*** Information shown ***

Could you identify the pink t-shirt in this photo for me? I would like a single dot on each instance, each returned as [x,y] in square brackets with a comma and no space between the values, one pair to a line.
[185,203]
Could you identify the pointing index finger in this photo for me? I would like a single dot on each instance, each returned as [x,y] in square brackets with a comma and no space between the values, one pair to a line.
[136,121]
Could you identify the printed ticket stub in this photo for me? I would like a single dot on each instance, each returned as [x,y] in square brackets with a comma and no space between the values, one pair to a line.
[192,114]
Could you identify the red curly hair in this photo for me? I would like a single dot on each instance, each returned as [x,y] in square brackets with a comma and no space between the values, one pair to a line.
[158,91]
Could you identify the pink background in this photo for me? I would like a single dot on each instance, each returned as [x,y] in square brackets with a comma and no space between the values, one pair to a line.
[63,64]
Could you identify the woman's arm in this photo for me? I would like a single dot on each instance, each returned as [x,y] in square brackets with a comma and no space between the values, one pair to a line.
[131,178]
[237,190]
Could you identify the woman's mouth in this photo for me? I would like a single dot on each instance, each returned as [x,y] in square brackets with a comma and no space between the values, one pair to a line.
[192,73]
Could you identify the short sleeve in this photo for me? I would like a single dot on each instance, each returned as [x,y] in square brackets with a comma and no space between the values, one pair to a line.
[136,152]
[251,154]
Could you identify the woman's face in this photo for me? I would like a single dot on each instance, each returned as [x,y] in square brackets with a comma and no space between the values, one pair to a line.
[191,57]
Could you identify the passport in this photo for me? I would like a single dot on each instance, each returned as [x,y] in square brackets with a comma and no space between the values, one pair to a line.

*** End of Information shown ***

Activity –
Set down every entry again, exactly as written.

Answer section –
Could you identify the pink t-shirt in this photo for me? I would like a single dot on each instance, each returned as [x,y] in square brackets with a comma and no space between the values, one pair to a line.
[185,203]
Could you identify the pointing index finger in this photo for me? I would like a single dot on each instance, each returned as [x,y] in square brackets with a comma and no space between the values, one pair to a line.
[136,121]
Could you identify the printed ticket stub in this photo for me? I would like a single dot on each instance, each returned as [x,y] in square brackets with a comma and no space between the values, one pair to a line.
[192,114]
Could you identify the red curly hair in this photo for me? I would like a single dot on each instance, each returned as [x,y] in square brackets with a comma and no space between the values, one pair to a line.
[158,91]
Could you identify the pink background in this photo for me? I would like a single dot on each instance, each returned as [x,y] in square brackets with a comma and no space between the values, one pair to a line.
[63,64]
Could you identify the woman's arm in this photo for me? I would like a single dot on each instance, each returned as [x,y] in square brackets with a comma and no space between the values, one pair to a line.
[131,178]
[237,190]
Could you identify the woman's mouth in this photo for me? I would like a single dot on each instance, each returned as [x,y] in square brackets with a comma and no space between the values, one pair to a line.
[192,73]
Could you identify the short sleeve in this photo for me? I would like a single dot on each instance, each returned as [x,y] in square brackets with a comma and no space between the values, one pair to a line.
[136,152]
[251,154]
Could you identify the woman's face in this photo for me? I would like a single dot on each instance, each returned as [x,y] in square brackets with a comma and no space between the values, one pair to a line.
[191,57]
Could you identify the passport in this photo for me? I would like a single dot on each instance, each returned as [x,y] in square brackets with a comma and no space between the values, one pair to a line.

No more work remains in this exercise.